**Extracto del texto**
______

Inori, Interpretada por la orquesta de la Academia del Festival de Lucerna, y bajo la batuta de Peter Eötvös, clausuró el pasado 18 de septiembre en la berlinesa Philharmonie el MusikFest 2018, enmarcado en el doble aniversario de Debussy y de Zimmermann: cien años de muerte y de nacimiento respectivamente. Pero también el homenaje a Stockhausen ha sido, al menos, velado (los 90 años de su nacimiento no han sido explicitados), pues ha tenido una presencia sobresaliente en buena parte de la programación, contando con varios monográficos.
Es una obra de 1973-74, es decir, en unos años en los que Stockhausen estaba pasando -como tantos otros, como los Beatles- por una fase mística. Estira la fascinación de compositores como John Cage o incluso el recientemente (¡por fin!) homenajeado en Madrid Juan Hidalgo por la cultura oriental. Inori es una exploración -a gran escala- de la reducción del gesto a sus elementos más esqueléticos. Inori se refiere a un rezo (tal es el significado en la traducción del japonés), pero en Stockhausen la religión no es institucionalista, sino un experiencia interior de gran intensidad. Por si quieren saber más (¡en inglés!):
La interpretación de Eötvös estuvo centrada, al comienzo, en el trabajo con la resonancia, estirando las pausas entre los primeros acordes que abren la obra, que parece que emerge desde el equilibrio entre sonido y respiración. Desde esta construcción orgánica, hizo emerger, como de la nada, los sonidos disruptivos del metal. Aunque la obra está dividida analíticamente en cinco partes, el marco analítico que guió a la interpretación exploró meticulosamente los recovecos de la obra. Tras la apertura, en la que de alguna forma se dividió el material sonoro, como una suerte de solos, poco a poco se fue desplegando con la entrada del solo del piano. Los elementos sonoros se iban incorporando poco a poco. Así apareció el protagonismo del ritmo, que se unió a la construcción colorista desarrollada hasta entonces. Al igual que en la coreografía, basada en gestos repetitivos asociados asonidos específicos, la interpretación era preciosista, basada en tocar como con la punta de los dedos todo lo que se esconde en la partitura. Incluso en los momentos de crescendo, quedaba en el recuerdo del oído todas las fases delicadísimas por las que se transitó para llegar ahí: no hay crecimiento si no se ha sido muy pequeño. La elegancia de la propuesta de Eötvös consistió, por tanto, en un trabajo de contención emocional, buscando el los lugares en que el continuum sonoro, tan arduo de construir, se deshace y transforma en ecos, en cambio de rol -como el de los bajos, que pasan de ser soporte armónico a tomar el protagonismo sonoro, como con la aparición rotundísima de la tuba- o se desintegra, como en el cascabel que abre y cierra la obra: la tensión se acumula en ese sonido tan mínimo, asociado a tantos lugares cotidianos de los que olvidamos rápidamente cómo suenan. Mucho más que en el grito -el único que profieren los solistas- «HU», que remite al incio, al final, al sonido que esconde todos los sonidos y muchas otras cosas. Este es el texto que toma Stockhausen de referencia:
«HU es el más sagrado de todos los sonidos.

______

**Instrucción 1**
Enumera todas las personas individuales que se nombran en la crítica sobre Inori.
**Instrucción 2**
Retoma la crítica sobre Inori justo después de su última oración y continúala.

**Extractos de registros**
______

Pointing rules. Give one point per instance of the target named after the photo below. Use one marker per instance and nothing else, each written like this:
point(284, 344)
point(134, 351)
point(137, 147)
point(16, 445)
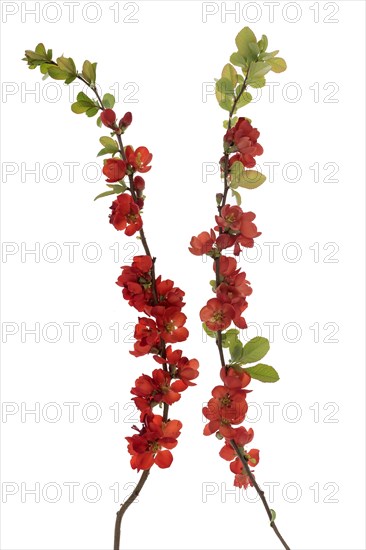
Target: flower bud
point(139, 183)
point(108, 118)
point(125, 121)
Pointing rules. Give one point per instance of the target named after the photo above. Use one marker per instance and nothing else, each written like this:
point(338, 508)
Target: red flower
point(182, 369)
point(244, 138)
point(155, 389)
point(217, 315)
point(114, 170)
point(108, 118)
point(248, 230)
point(125, 121)
point(225, 408)
point(203, 243)
point(170, 322)
point(147, 336)
point(146, 448)
point(139, 159)
point(230, 218)
point(241, 478)
point(125, 214)
point(241, 437)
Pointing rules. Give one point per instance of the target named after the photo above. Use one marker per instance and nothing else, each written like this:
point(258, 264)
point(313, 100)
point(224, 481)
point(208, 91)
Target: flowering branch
point(159, 300)
point(234, 230)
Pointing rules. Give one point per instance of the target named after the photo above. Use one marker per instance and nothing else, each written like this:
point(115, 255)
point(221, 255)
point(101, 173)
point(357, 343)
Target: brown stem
point(219, 334)
point(133, 496)
point(162, 351)
point(260, 492)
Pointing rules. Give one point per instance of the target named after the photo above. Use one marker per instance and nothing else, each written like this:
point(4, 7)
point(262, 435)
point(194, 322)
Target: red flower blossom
point(217, 315)
point(248, 230)
point(234, 378)
point(147, 336)
point(203, 243)
point(225, 408)
point(156, 389)
point(139, 159)
point(244, 138)
point(114, 170)
point(108, 118)
point(230, 218)
point(182, 369)
point(125, 214)
point(146, 447)
point(170, 322)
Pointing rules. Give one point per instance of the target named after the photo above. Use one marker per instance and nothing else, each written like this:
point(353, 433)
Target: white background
point(311, 450)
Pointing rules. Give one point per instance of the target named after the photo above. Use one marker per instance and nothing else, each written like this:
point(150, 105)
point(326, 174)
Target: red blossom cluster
point(235, 229)
point(162, 323)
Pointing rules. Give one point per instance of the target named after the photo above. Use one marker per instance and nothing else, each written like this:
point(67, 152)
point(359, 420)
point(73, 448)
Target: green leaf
point(80, 107)
point(237, 196)
point(249, 179)
point(278, 65)
point(109, 101)
point(104, 194)
point(263, 373)
point(236, 349)
point(229, 73)
point(263, 43)
point(245, 37)
point(244, 99)
point(41, 50)
point(210, 333)
point(229, 337)
point(57, 73)
point(92, 111)
point(67, 65)
point(258, 69)
point(255, 350)
point(267, 55)
point(238, 60)
point(83, 97)
point(109, 142)
point(89, 72)
point(225, 93)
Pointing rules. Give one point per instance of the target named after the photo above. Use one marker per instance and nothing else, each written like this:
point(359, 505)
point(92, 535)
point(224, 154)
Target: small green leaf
point(210, 333)
point(278, 65)
point(92, 111)
point(104, 194)
point(229, 73)
point(79, 107)
point(41, 50)
point(255, 350)
point(236, 349)
point(237, 196)
point(267, 55)
point(242, 40)
point(89, 73)
point(238, 60)
point(109, 101)
point(67, 65)
point(263, 43)
point(109, 142)
point(229, 337)
point(57, 73)
point(249, 179)
point(243, 100)
point(263, 373)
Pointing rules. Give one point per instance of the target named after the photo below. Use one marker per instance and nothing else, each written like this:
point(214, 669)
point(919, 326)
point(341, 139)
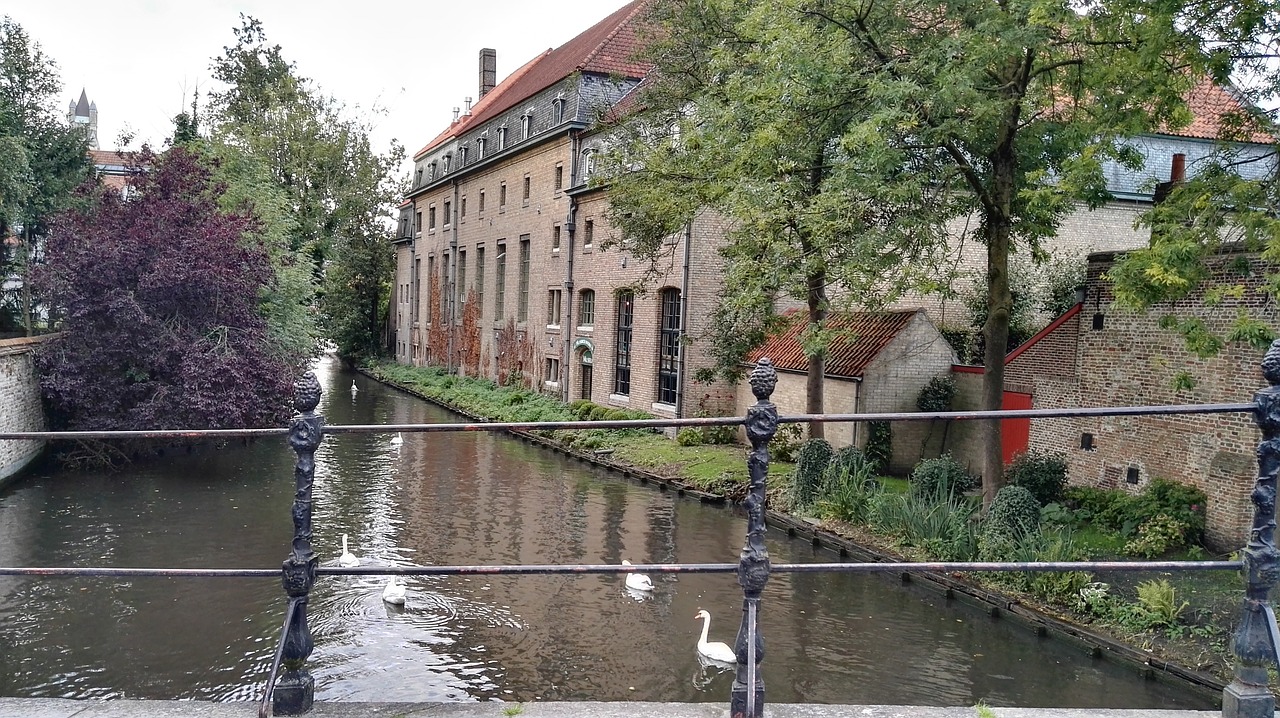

______

**Respuesta escrita 1**
Peter Eötvös, Debussy, Zimmermann, Stockhausen, John Cage y Juan Hidalgo.

**Respuesta escrita 2**
El sonido HU es el principio y el final de todos los sonidos, ya sean de hombre, pájaro, bestia o cosa.
La palabra HU es el espíritu oculto en todos los sonidos y palabras, igual que el espíritu en el cuerpo.
HU no pertenece a ningún idioma, pero todos los idiomas le pertenecen.
HU es el nombre del Altísimo, el único nombre verdadero de Dios; un nombre que ningún pueblo ni ninguna religión puede reclamar como propio.
HU significa espíritu – MAN o MANA significa mente.
Un HUMANO es un hombre consciente de Dios, realizado en Dios.
Humano (alemán) – Humano (inglés) – Humain (francés).
HU, Dios, está en todas las cosas y seres, pero es el Hombre por quien se le conoce».
Quizá en el tratamiento de este HU es lo que los más ortodoxos le podrían reclamar a Eötvös (aunque a mí fue lo que más me convenció, quizá porque de mística tengo bastante poco): que no guió el despliegue sonoro a ese grito contenido, sino justamente al carácter circular de la pieza, dando cuenta de que la pieza consiste, a nivel sonroo, de la expansión de una fórmula pequeña y no tanto de una construcción dirigida a un climax. Sea como fuere, fue una interpretación excelente por parte de la orquesta, especialmente la sección de vientos -y más concretamente, flautas y metales-. El respeto de la gente joven por la partitura a la que se enfrentan es algo que muchos veteranos olvidan, como aquel Become Ocean de Luther Adams en el que los bostezos aparecían por doquier.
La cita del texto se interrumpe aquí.